PROBLEM TO SOLVE
Leave the images aside and output every entry exactly.

DATASET RECORDS
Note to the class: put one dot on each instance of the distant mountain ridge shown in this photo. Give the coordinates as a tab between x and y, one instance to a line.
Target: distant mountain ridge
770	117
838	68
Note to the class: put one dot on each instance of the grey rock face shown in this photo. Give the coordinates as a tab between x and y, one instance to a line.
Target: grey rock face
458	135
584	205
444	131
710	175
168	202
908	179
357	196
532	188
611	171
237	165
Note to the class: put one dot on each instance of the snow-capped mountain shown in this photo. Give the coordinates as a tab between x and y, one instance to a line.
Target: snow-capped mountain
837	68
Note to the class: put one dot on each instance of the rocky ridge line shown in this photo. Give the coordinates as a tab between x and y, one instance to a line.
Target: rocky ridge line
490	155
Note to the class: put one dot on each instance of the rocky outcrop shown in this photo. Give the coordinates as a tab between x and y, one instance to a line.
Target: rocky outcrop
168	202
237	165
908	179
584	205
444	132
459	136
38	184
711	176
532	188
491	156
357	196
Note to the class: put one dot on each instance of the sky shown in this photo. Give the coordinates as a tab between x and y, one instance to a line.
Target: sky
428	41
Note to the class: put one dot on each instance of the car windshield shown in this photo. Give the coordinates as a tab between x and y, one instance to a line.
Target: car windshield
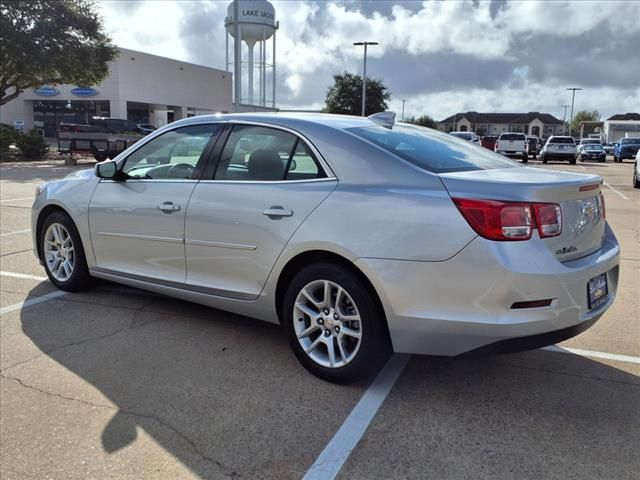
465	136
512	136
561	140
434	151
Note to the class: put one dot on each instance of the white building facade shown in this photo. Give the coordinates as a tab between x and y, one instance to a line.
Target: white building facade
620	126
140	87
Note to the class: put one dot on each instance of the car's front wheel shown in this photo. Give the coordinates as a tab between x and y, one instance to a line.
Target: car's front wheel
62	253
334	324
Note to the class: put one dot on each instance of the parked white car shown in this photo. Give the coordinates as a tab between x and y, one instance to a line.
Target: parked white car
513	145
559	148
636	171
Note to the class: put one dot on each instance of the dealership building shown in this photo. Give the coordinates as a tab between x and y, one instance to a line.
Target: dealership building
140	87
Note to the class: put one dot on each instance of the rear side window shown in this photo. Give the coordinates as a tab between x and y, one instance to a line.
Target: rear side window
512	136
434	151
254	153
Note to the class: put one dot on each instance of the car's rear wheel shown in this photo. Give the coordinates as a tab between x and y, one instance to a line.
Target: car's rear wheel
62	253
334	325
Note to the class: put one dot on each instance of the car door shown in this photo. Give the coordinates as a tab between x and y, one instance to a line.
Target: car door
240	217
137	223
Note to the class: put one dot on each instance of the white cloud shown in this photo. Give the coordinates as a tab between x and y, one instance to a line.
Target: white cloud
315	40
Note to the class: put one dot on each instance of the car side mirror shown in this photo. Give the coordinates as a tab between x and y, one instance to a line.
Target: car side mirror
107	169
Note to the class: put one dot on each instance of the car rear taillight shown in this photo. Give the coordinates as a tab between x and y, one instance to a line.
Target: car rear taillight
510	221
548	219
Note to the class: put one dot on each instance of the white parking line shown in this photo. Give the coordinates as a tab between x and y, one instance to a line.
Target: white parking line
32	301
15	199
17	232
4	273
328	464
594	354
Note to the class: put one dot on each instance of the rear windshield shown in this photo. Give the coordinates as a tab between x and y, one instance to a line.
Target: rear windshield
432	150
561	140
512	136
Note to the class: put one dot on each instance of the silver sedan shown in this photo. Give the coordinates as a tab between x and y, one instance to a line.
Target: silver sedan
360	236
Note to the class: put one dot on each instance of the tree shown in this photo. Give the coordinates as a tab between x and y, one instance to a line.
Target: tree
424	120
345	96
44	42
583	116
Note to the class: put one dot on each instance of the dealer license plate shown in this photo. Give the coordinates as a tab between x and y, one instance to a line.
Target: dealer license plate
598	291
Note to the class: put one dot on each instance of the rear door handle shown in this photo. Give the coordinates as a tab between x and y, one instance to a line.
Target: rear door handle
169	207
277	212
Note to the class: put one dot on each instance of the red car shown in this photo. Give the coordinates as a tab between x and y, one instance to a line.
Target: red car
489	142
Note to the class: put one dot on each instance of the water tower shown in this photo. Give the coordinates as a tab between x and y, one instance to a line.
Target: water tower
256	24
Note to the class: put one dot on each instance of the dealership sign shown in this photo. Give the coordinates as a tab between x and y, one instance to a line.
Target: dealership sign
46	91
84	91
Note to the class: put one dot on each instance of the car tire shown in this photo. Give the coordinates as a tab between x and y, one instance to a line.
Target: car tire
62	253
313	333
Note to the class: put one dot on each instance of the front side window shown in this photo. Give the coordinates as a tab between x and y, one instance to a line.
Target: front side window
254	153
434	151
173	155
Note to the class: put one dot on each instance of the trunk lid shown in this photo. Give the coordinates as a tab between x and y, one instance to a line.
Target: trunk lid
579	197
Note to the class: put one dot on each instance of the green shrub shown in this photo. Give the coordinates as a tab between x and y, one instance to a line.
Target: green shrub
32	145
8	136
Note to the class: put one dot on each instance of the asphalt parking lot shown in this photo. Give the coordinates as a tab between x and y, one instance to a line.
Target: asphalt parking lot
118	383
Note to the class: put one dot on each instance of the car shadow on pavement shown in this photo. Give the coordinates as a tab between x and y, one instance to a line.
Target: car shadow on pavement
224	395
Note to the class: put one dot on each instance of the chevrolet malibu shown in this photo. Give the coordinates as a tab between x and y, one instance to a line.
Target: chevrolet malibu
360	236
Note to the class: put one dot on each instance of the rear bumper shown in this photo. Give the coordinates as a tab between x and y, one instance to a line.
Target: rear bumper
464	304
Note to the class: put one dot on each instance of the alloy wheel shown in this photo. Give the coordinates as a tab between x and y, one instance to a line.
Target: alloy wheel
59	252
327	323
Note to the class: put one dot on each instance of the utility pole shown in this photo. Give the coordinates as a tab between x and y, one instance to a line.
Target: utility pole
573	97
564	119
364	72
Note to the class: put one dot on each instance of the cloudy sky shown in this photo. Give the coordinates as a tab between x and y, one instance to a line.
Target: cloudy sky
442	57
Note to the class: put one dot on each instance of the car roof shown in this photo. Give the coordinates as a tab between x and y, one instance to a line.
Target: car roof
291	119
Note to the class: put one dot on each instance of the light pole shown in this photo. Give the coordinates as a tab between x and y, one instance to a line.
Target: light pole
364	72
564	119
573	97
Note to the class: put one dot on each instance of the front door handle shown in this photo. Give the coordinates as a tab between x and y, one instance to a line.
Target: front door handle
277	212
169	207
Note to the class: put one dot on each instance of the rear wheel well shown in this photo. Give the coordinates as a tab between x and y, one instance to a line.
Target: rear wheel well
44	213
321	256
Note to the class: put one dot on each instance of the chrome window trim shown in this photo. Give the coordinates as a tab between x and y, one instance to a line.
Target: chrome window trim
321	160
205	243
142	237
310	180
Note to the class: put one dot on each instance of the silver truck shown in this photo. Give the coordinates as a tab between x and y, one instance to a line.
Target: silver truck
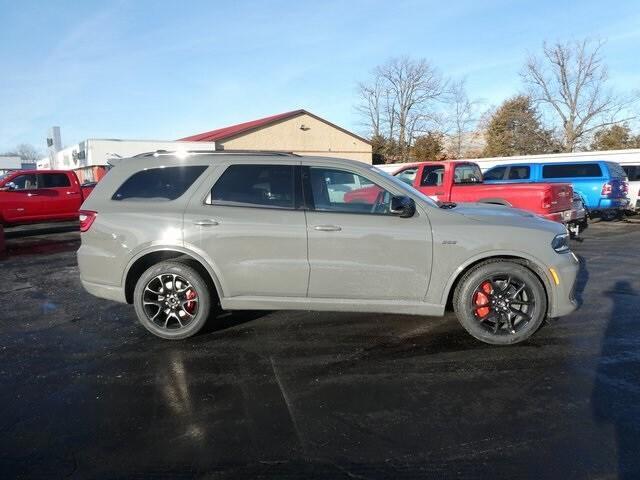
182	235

REPLY
Note to the class: put one dot on each instance of the distant mountain ridge shown in this photo. Give the coordinates as a tab between x and y, one instance to a line.
Target: distant mountain ridge
770	117
838	68
Note to the class: put one dot on each instance of the grey rock face shown in this photo. Give the coordinates as a tab between x and y, one instance to a line.
Target: grey rock face
458	135
584	205
444	131
710	175
168	202
908	179
357	196
532	188
611	171
237	165
Note to the class: put one dot on each instance of the snow-capped mountain shown in this photo. Give the coordinates as a tab between x and y, one instance to a line.
Target: snow-capped mountain
837	68
Note to the class: put one dot on each instance of the rocky ridge line shown in this photo. Give the coordinates as a tab between x and y, one instance to a line.
Target: rocky ridge line
490	155
Note to the class: put one dot on each instance of the rocky outcrop shown in this photo. Give the coordinates as a tab between x and y, one instance to a line.
Target: rocky outcrop
168	202
237	165
908	179
584	205
444	132
459	136
38	184
711	176
532	188
491	156
357	196
Note to the class: put one dot on each instance of the sky shown in this photo. Give the coordinates as a tab between x and y, one instance to a line.
Target: sky
428	41
Note to the class: put one dot on each instance of the car windshield shown in this photo. Give the coordinates as a tab between x and y, one instance to a line.
Target: car windshield
465	136
512	136
561	140
434	151
Note to the class: put one dot on each instance of the white building facade shown in this photo. Give the coordinates as a tab between x and y, one instance to a line.
Target: white building facade
620	126
140	87
Note to the class: put one dot on each instance of the car's front wheel shown in this photo. Give the coordinates as a tab between x and y, one instance to a line.
Target: car's front wheel
62	253
334	324
Note to the class: put one dot on each instance of the parked white car shown in this photo. Give the coordinates as a tab between x and y, one instance to a line.
Target: parked white car
513	145
559	148
636	171
Note to the class: put one dot on each instance of the dealership building shown in this photo. Give the coordinates as a tab between x and y, one instance to a line.
Target: dealership building
140	87
Note to the class: put one dot on each instance of the rear side window shown in this photo. Give the coordinates as a tab between x and y, one instance to a line.
Target: rear side window
512	136
434	151
254	153
Note to the class: put one dot on each instance of the car's rear wheel shown in this photo. Give the coordinates as a tab between x and y, one instance to a line.
Target: car's rear wheel
62	253
334	325
Note to the class: put one dot on each instance of the car door shown in this photo. Give the coordinates as a tab between x and y, one instance to a line.
Target: car door
240	217
137	223
Note to the class: put one dot on each instance of the white cloud shown in this photo. Give the coordinates as a tab between x and y, one instance to a line.
Target: white cloud
315	40
Note to the class: put one dot on each instance of the car side mirror shown in this photo. Give the coordinates as a tab between x and y, one instance to a line.
Target: car side mirror
107	169
Note to the class: put one dot on each instance of the car rear taillight shown in this photo. Give the coordinates as a tab between x and y, one instance to a line.
Target: car rear taillight
510	221
548	219
Note to the class: put one dot on each instance of the white parking line shown in this photo. Give the coordinates as a tab between x and y, one instance to a line.
Target: white parking line
32	301
15	199
17	232
4	273
328	464
594	354
Note to the class: put one dot on each instance of the rear windshield shown in this photo. Give the coordinates as a tab between x and y, one instance to a line.
Target: rear windshield
432	150
561	140
512	136
Note to the class: put one dot on each instance of the silver sedan shown in this photo. Give the coordinates as a tab between x and y, one instance to a line.
Target: silver sedan
360	236
Note to the class: put one dot on each instance of the tree shown in this photo. Give the coordinates as a tab between x and y, one instance to a line.
Target: tree
424	120
345	96
44	42
583	116
Note to the class: put one dot on each instance of the dealer license plate shown in this photo. Give the coordinates as a tab between x and y, one instance to a line.
Target: dealer license plate
598	291
Note to the class: put one dot on each instance of the rear door handle shown in this photo. Give the coordinates as a tab between x and y, one instance to a line.
Target: rear door handle
169	207
277	212
Note to the class: put one dot on each instance of the red car shown in this photo. Give the coordinates as a tab between x and y, one instance to a line.
Target: red car
489	142
Note to the class: put one dot on each instance of the water tower shown in this photo. Give the coordinates as a tab between x and y, one instance to a line.
Target: water tower
256	24
Note to the class: put one dot on each instance of the dealership sign shown in this photo. Give the coordinates as a tab between x and y, one instance to a line.
Target: dealership sign
46	91
84	91
Note to the class: put one dot on each instance of the car tire shown in this photo. Give the coordinates as a tab between x and y, one instance to a line.
Target: car tire
62	253
313	333
Note to the class: put one dot on each instance of the front side window shown in this photo. Give the coordinates as a tab between x and y, one instance to a line.
Target: front side window
254	153
434	151
173	155
Note to the class: put one dot on each instance of the trunk lid shown in this photo. Give the coordinates as a tab between x and y, one instance to a line.
Target: trunk lid
579	197
Note to the class: put one dot on each instance of the green shrub shown in this photo. Give the coordinates as a tab between x and y, one instance to a line.
Target: green shrub
32	145
8	136
Note to the class: put one dot on each instance of the asphalt parking lot shown in this photo. Give the coordinates as a tab between x and y, one instance to a line.
Target: asphalt parking lot
118	383
Note to the class: put one dot on each instance of the car shadow on pavement shown in this photo. Give the coordinates as a tab between x and y, one instance to a line.
Target: car shadow on pavement
224	395
Note to the class: put one dot on each instance of the chevrolet malibu shown in this photo. Give the coordinates as a tab between x and y, one instance to a line.
Target: chevrolet malibu
360	236
Note to the class: put one dot on each instance of the rear bumper shown in this photo. Give the coordinates as a tab between x and y, one instance to a line.
Target: rear bumper
464	304
Note to the class: put one dot on each instance of the alloy wheel shown in this photo. Give the coordinates as a tab between x and y, one instance to a line.
Target: alloy wheel
59	252
327	323
Note to the class: put one dot on each instance of the utility pole shown in this photo. Give the coordinates as a tab between x and y, one instance to a line.
Target: utility pole
573	97
564	119
364	72
Note to the class: put one dot on each instance of the cloudy sky shown in this photo. Give the coordinates as a tab between x and y, one instance to a line.
Target: cloudy sky
442	57
Note to the class: put one dot on each instance of the car roof shown in this photo. Give the coordinates as a tab between x and y, one instance to a line.
Target: car roof
291	119
Note to the class: put one dot on each instance of the light pole shown in this photo. Give the coordinates as a tab between x and y, one instance to a line.
Target: light pole
364	72
564	119
573	97
Note to the class: put one dot on each instance of the front door handle shown in this photo. Give the coordinates as a tab between x and y, one instance to a line.
Target: front door handle
277	212
169	207
Note to the class: put one dot on each instance of the rear wheel well shown in this photo. Give the coordinates as a tab between x and y, one instance to a line.
Target: rear wheel well
44	213
321	256
Note to the class: put one dot on each instance of the chrome window trim shown in this photo. Give the coordinates as a tab between x and y, one instance to a line.
Target: chrome window trim
321	160
205	243
142	237
310	180
Note to the class: put one dot on each instance of the silver truck shown in this photo. Give the coordinates as a tab between x and y, one instance to a line.
Target: silver truck
182	235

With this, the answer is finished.